▼
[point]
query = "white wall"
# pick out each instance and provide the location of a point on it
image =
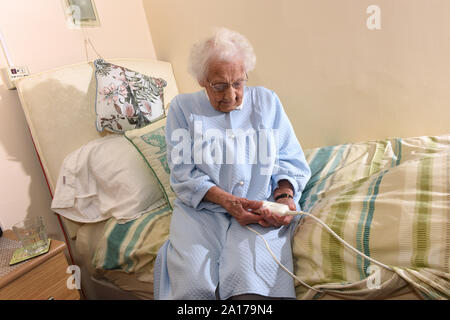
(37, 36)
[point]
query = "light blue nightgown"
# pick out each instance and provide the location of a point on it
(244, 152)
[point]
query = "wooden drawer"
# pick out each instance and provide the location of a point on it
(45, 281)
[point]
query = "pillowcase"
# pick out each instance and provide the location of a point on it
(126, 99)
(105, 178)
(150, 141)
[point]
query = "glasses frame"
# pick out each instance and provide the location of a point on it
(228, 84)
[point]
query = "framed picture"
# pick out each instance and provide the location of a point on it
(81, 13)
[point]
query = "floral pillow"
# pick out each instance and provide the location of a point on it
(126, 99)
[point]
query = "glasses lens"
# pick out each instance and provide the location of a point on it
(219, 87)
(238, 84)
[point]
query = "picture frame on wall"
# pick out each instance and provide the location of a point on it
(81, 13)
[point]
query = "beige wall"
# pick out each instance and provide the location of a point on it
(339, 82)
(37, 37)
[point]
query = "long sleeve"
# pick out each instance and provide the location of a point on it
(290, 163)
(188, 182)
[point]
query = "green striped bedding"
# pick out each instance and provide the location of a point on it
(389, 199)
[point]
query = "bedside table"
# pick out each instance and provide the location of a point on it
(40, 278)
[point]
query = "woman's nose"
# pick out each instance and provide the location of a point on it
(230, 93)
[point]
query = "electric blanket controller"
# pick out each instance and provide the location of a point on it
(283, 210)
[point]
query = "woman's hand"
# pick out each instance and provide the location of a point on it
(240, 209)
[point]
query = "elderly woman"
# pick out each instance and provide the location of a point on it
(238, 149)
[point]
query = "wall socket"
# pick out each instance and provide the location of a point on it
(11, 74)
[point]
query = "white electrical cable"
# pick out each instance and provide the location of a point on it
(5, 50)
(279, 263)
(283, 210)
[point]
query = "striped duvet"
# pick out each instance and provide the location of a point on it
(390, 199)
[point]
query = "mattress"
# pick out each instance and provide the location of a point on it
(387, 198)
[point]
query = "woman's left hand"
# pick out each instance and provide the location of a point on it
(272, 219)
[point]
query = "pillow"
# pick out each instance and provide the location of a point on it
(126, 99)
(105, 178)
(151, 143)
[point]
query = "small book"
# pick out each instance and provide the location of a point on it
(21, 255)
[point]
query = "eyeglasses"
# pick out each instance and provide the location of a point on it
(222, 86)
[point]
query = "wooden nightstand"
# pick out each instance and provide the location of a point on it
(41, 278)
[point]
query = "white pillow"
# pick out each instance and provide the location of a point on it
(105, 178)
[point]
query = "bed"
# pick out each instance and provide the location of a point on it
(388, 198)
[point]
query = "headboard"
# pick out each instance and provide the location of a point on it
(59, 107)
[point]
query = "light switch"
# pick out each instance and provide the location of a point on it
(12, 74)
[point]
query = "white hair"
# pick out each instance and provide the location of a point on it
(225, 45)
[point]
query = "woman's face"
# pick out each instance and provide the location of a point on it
▲
== WHAT YOU HAVE TO DO ==
Every line of the data above should be quoted exactly. Omit the pictures.

== CORRECT OUTPUT ==
[point]
query = "white wall"
# pick out each instance and provide the location of a point on it
image =
(37, 36)
[point]
query = "light blue nightgown"
# pick out each instance and provide the location of a point on it
(244, 152)
[point]
query = "wooden drawer"
# pick out each instance and provide the location of a point on it
(45, 281)
[point]
query = "pillowcase"
# pick out each instance and provide the location of a point on it
(126, 99)
(105, 178)
(150, 141)
[point]
query = "glasses frame"
# pick out each instance and provide the location of a point on it
(228, 84)
[point]
query = "framed picture"
# pick out each instance and provide the location of a point on it
(81, 13)
[point]
query = "floral pillow"
# pick out each instance and provide the location of a point on it
(126, 99)
[point]
query = "glasses lens"
# pick out each instance and provide the location of a point on it
(219, 87)
(238, 84)
[point]
query = "picture frame on wall"
# pick out each instance and provide the location of a point on it
(81, 13)
[point]
query = "beige wall"
# pick out each instance and provide the location of a point on it
(339, 82)
(37, 37)
[point]
query = "long sleeve"
# pick out each instance and provide the location of a point on it
(290, 163)
(188, 182)
[point]
query = "green striped bedding"
# pick out each instance and provide the location of a point on it
(389, 199)
[point]
query = "bedside table"
# pick out each instance and provide the location of a point on it
(40, 278)
[point]
query = "woman's nose"
# pick out each instance and provide the location of a point on it
(230, 93)
[point]
query = "electric blanket controller"
# pick out each instance and provide the location of a point on it
(283, 210)
[point]
query = "woman's hand"
# pick out each instance and provide the location of a point on it
(240, 209)
[point]
query = "elderly woman"
# pick out each instance and provide the location of a point on it
(238, 149)
[point]
query = "wall socket"
# pick out each instance and provide the location of a point on it
(11, 74)
[point]
query = "white electrical cable"
# pick out each instance and provide the location of a point on it
(5, 50)
(279, 263)
(283, 210)
[point]
query = "striped duvet"
# pick out each instance and provide the location of a point on it
(390, 199)
[point]
query = "mattress"
# pick out each instance and provide the location of a point on it
(387, 198)
[point]
query = "woman's left hand"
# pick out each instance and provide the location of a point on it
(272, 219)
[point]
query = "pillow"
# pick out each instance and provide the location of a point on it
(126, 99)
(105, 178)
(151, 143)
[point]
query = "small book"
# pick out each instance and provide the location of a point on it
(21, 255)
[point]
query = "eyeglasses"
# pick out each instance and provide the location of a point on it
(222, 86)
[point]
query = "wooden nightstand"
# pick out each instance and provide the location of a point on it
(41, 278)
[point]
query = "white pillow"
# pick out each instance and provide the location of a point on it
(105, 178)
[point]
query = "bed"
# pick out each instance and provide the location of a point on it
(388, 198)
[point]
query = "headboard"
# pick out each instance and provide the location of a point on it
(59, 107)
[point]
query = "light switch"
# pick out each instance and provide the location of a point on it
(12, 74)
[point]
query = "white hair"
# pick out each instance and provide the location of a point on it
(225, 45)
[point]
query = "woman's face"
# pick out each instance and provide the location of a point on it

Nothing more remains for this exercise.